Exercise >> Render every line of the rows below as a JSON list of strings, one string per line, with blank lines skipped. Omit the pictures.

----- Data in this exercise

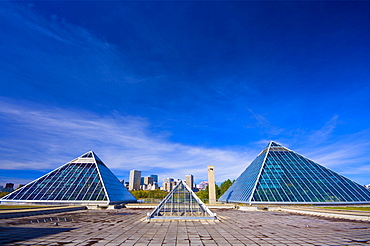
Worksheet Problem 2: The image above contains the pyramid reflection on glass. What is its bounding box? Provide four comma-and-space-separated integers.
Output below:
147, 180, 217, 220
219, 142, 370, 204
0, 151, 136, 205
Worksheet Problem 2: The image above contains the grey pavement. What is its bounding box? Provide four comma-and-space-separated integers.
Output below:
0, 208, 370, 246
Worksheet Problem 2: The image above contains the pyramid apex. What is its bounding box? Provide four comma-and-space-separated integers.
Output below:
270, 141, 282, 147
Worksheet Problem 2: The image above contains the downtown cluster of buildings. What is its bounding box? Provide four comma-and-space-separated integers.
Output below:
125, 170, 208, 191
0, 141, 370, 205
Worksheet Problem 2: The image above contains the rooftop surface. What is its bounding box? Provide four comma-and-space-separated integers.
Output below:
0, 208, 370, 246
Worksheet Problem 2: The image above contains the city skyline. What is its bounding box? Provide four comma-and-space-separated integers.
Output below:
0, 1, 370, 187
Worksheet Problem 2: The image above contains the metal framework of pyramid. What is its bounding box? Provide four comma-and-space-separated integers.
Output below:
147, 180, 217, 220
219, 142, 370, 204
0, 151, 136, 205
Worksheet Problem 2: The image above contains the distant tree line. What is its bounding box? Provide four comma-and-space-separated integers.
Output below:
197, 179, 235, 200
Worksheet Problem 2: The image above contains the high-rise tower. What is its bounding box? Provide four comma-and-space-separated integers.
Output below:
128, 170, 141, 190
185, 174, 194, 190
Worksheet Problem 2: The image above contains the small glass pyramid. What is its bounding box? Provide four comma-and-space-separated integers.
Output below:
147, 180, 217, 220
0, 151, 136, 205
219, 142, 370, 204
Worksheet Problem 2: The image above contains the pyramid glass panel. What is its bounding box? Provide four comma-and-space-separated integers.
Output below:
219, 142, 370, 204
1, 151, 136, 204
147, 181, 217, 220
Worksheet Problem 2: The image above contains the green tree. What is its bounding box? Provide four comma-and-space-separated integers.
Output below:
197, 179, 235, 200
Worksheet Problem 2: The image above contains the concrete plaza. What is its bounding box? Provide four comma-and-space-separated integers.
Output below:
0, 208, 370, 246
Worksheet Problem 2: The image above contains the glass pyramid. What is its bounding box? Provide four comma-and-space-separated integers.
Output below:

----------

Response to the exercise >>
[
  "Worksheet Problem 2: The image above contains the pyramid reflection on glass. What is its bounding box? Provide four comma-and-space-separated integers.",
  "Output below:",
  "147, 180, 217, 220",
  "219, 142, 370, 204",
  "0, 151, 136, 205",
  "Worksheet Problem 2: The image above contains the grey pavement. What is its bounding box? Provide four comma-and-space-separated integers.",
  "Output below:",
  "0, 208, 370, 246",
  "Worksheet Problem 2: The image above contains the pyramid apex. What is its bounding box? Provide four comma-and-space-separated integers.",
  "Output below:",
  "270, 141, 282, 147",
  "Worksheet Problem 2: The image above contains the downtown cluster of buildings. What is its bounding box? Provide four comma-and-space-separated integers.",
  "Output below:",
  "125, 170, 208, 191",
  "0, 141, 370, 205",
  "Worksheet Problem 2: The image above contains the rooftop surface. What is its bounding box? Provide four comma-and-space-separated integers.",
  "Output below:",
  "0, 208, 370, 246",
  "Worksheet Problem 2: The image above contains the city skyline. What is its bounding box? Provide four comma-and-space-separated integers.",
  "Output below:",
  "0, 1, 370, 187",
  "Worksheet Problem 2: The image above contains the metal framework of pyramid. What is its bounding box? Provide four comma-and-space-separated integers.",
  "Output below:",
  "147, 180, 217, 220",
  "219, 142, 370, 204",
  "0, 151, 136, 205",
  "Worksheet Problem 2: The image above contains the distant tree line. What is its bounding box? Provide four comma-and-space-separated integers.",
  "Output below:",
  "197, 179, 235, 200",
  "Worksheet Problem 2: The image above contains the high-rise tower. What is its bounding box? Provide four comma-and-space-separated integers.",
  "Output below:",
  "128, 170, 141, 190",
  "185, 174, 194, 190",
  "Worksheet Problem 2: The image above contains the small glass pyramid. What is its bounding box? Provide four comma-and-space-separated integers.",
  "Output below:",
  "147, 180, 217, 220",
  "0, 151, 136, 205",
  "219, 142, 370, 204",
  "Worksheet Problem 2: The image above contains the pyramid glass panel. What is its bounding box? Provide four comma-and-space-separated integers.",
  "Output below:",
  "219, 142, 370, 204",
  "1, 151, 136, 204",
  "147, 181, 217, 220",
  "Worksheet Problem 2: The image above contains the green tree. What is its bounding box? Provide four comma-and-space-separated integers.",
  "Output below:",
  "197, 179, 235, 200",
  "Worksheet Problem 2: The image above contains the concrete plaza. What is its bounding box? Provide four comma-and-space-separated integers.",
  "Output below:",
  "0, 208, 370, 246",
  "Worksheet Problem 2: The image above contains the glass pyramid. What is its bounding box? Provide four comma-and-space-separated integers.",
  "Output below:"
]